Reproduce the records below, changing "camera-trap tally" to "building survey" wherever it occurs and leaving everything else unchanged.

******

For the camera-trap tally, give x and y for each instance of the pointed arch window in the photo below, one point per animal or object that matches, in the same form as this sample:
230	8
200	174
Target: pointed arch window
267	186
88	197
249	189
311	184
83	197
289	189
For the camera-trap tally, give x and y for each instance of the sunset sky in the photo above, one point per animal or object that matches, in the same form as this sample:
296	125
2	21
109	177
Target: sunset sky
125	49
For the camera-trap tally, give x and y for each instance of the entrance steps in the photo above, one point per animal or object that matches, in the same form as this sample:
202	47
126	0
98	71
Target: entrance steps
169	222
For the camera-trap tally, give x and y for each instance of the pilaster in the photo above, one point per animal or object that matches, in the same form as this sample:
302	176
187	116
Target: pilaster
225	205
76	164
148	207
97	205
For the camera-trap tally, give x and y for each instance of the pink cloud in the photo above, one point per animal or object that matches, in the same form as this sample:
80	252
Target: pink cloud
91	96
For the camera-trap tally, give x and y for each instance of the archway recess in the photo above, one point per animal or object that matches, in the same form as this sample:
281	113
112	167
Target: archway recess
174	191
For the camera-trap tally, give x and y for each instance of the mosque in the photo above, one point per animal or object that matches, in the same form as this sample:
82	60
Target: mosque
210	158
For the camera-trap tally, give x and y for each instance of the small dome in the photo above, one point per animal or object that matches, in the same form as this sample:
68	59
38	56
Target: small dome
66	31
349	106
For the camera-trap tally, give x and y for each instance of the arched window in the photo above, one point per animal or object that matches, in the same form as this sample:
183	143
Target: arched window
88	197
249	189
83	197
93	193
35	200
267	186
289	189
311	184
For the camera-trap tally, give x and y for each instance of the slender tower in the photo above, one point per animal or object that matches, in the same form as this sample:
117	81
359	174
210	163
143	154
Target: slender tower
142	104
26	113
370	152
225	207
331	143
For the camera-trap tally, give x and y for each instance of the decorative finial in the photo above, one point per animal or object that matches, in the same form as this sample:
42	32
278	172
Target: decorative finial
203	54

******

→ **RESPONSE FOR THIS EXERCISE**:
For the building survey, give x and y for each instance of the pointed arch window in the photo below, one point per animal or object that matches, in the same form as this sample:
230	8
200	174
Target: pointed arch window
267	186
88	197
249	189
311	184
83	197
289	189
For the building survey, give x and y for each instance of the sunset sky in the photo above, one point per animal or object that matches, in the same form as this sample:
296	125
2	21
109	177
Target: sunset sky
125	49
For the building survey, give x and y for each instance of the entrance steps in the photo above, one point per animal or object that matches, in the same form as this sample:
202	47
126	0
98	71
Target: entrance steps
169	222
For the building survey, give x and y for each instance of the pilaster in the photo above, one point per animal or object that matches, in the same form as this sample:
302	176
187	116
Target: pilaster
225	205
76	164
148	207
97	205
For the building survey, give x and y for each instance of the pink cloud in the photo above, one point per animal or object that matches, in the same form as this sample:
80	252
Target: pink cloud
91	96
For the building survey, give x and y for each instance of the archway recess in the photo above, one point per animal or object that matches, in the same form as this sample:
281	113
112	167
Target: archway recess
174	191
For the building survey, give x and y for each instance of the mosque in the photo above, one point per animal or object that matches, in the same form as this sample:
82	60
Target: mosque
210	158
For the building survey, give x and y for each instance of the small dome in the photo above, one point per animal or object that matches, in the same form as this sample:
68	59
38	56
Target: small dome
66	31
349	106
For the building survey, give x and y for each instance of the arched window in the photo above, one point per animal or object that matches, in the same form as this sample:
183	143
Target: arched window
88	197
249	189
83	197
93	193
35	200
267	186
289	189
311	184
For the building survey, give x and y for each instance of the slender tower in the photo above, one point per animal or object that matches, in the same form as this sample:
117	81
359	174
210	163
143	154
Target: slender tower
142	104
26	113
370	152
225	207
331	143
For the building survey, give x and y for each instance of the decorative finial in the photo above, one point per animal or object that matches, in the same form as this sample:
42	32
278	172
Target: decorative finial
203	54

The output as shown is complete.